(Passage to read Opens)

‘Bittersweet victory’

A Morwell woman who claims her husband died due to toxic smoke and ash exposure during the Hazelwood mine fire, has called the report findings a bittersweet victory.

Voices of the Valley member Kiery-anne Clissold said her 48 year-old husband died in September 2014, four months after the Hazelwood mine fire was extinguished.

“It’s a bittersweet day for me. I can’t get my husband back and neither can others who died of aneurisms and other diseases, but we can make a stand for them and make their death count for something and hopefully change the legislation for people who are still sick,” Ms Clissold said.

Ms Clissold said she and her husband evacuated the Latrobe Valley four times and both suffered from headaches and nose bleeds during the fire.

She said his health improved once the blaze was extinguished, but was later found comatose in bed and taken to hospital with a level five aneurism and died six days later.

“I knew it was the toxins in the smoke that killed him, there had been too many other people that had suffered aneurisms and died since the fire started to be coincidental,” she said.

“He was so healthy we donated his organs.”

Ms Clissold said all levels of government needed to be held accountable and the community had been “lied to” from day one of the Hazelwood mine fire.

She said Voices of the Valley did its own investigation because they knew they were being poisoned and that people were going to die.

“We didn’t realise they would (die) so quickly.”

(Passage to read Closes)

§ **Problems and tasks**
1 – List every number in the Hazelwood mine fire article, in digits or in words, along with what each one refers to.
2 – According to the Hazelwood mine fire article, how many times did Ms Clissold and her husband evacuate the Latrobe Valley?
3 – Repeat the part of the Hazelwood mine fire article starting with "A Morwell woman who" and going on through "a bittersweet victory.".
These lines have no connection to the Hazelwood mine fire article.

(Extracted data Opens)

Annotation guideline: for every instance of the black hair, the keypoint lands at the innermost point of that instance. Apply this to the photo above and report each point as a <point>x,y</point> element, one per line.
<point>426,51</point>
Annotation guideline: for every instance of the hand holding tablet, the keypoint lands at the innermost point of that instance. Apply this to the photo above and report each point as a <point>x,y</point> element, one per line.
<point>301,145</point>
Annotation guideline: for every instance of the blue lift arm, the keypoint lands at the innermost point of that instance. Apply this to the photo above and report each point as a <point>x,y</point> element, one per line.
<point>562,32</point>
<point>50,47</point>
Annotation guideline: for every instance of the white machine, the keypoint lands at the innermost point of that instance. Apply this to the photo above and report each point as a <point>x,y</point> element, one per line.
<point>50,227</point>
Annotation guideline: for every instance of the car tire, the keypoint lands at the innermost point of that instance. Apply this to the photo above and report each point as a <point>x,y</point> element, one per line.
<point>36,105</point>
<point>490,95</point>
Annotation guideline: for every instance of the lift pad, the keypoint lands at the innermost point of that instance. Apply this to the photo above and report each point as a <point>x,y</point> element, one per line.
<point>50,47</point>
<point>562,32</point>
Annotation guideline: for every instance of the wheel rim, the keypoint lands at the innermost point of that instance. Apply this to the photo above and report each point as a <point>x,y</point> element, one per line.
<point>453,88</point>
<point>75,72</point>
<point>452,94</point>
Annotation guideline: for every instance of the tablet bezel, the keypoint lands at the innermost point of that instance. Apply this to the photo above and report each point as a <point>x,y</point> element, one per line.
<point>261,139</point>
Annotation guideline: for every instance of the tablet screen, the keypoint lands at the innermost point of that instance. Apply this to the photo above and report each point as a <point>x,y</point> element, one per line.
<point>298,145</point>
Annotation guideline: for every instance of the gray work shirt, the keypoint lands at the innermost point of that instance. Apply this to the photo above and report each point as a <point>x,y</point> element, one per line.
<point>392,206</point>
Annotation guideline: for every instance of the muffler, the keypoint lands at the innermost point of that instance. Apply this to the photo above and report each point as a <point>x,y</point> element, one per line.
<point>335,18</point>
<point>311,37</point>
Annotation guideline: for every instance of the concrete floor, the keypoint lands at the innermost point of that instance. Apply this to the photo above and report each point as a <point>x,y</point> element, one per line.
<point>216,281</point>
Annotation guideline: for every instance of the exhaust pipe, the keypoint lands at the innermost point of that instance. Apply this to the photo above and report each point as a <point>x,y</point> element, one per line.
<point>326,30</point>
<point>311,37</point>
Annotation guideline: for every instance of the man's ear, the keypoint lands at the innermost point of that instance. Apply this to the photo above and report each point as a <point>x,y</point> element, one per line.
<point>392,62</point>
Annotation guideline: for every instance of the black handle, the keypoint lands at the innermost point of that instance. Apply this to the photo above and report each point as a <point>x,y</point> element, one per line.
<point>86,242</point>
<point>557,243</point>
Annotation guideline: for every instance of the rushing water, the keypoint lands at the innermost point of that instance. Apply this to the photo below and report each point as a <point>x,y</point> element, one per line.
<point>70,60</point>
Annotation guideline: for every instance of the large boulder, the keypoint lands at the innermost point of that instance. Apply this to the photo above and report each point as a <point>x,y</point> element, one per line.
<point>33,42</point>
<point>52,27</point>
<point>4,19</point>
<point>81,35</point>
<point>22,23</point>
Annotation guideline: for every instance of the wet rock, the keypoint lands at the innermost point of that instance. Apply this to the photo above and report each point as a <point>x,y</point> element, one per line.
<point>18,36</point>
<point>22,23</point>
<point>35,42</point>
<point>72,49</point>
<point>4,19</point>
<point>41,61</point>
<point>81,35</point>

(Extracted data Closes)

§ **Results in order**
1 –
- 48: the age of Ms Clissold's husband
- 2014: the year he died, in September
- four: the months between the fire being extinguished and his death
- four: the times the couple evacuated the Latrobe Valley
- five: the level of his aneurism
- six: the days between his hospital admission and his death
- one: "day one" of the fire, from which the community had been "lied to"

2 – They evacuated four times.

3 –
A Morwell woman who claims her husband died due to toxic smoke and ash exposure during the Hazelwood mine fire, has called the report findings a bittersweet victory.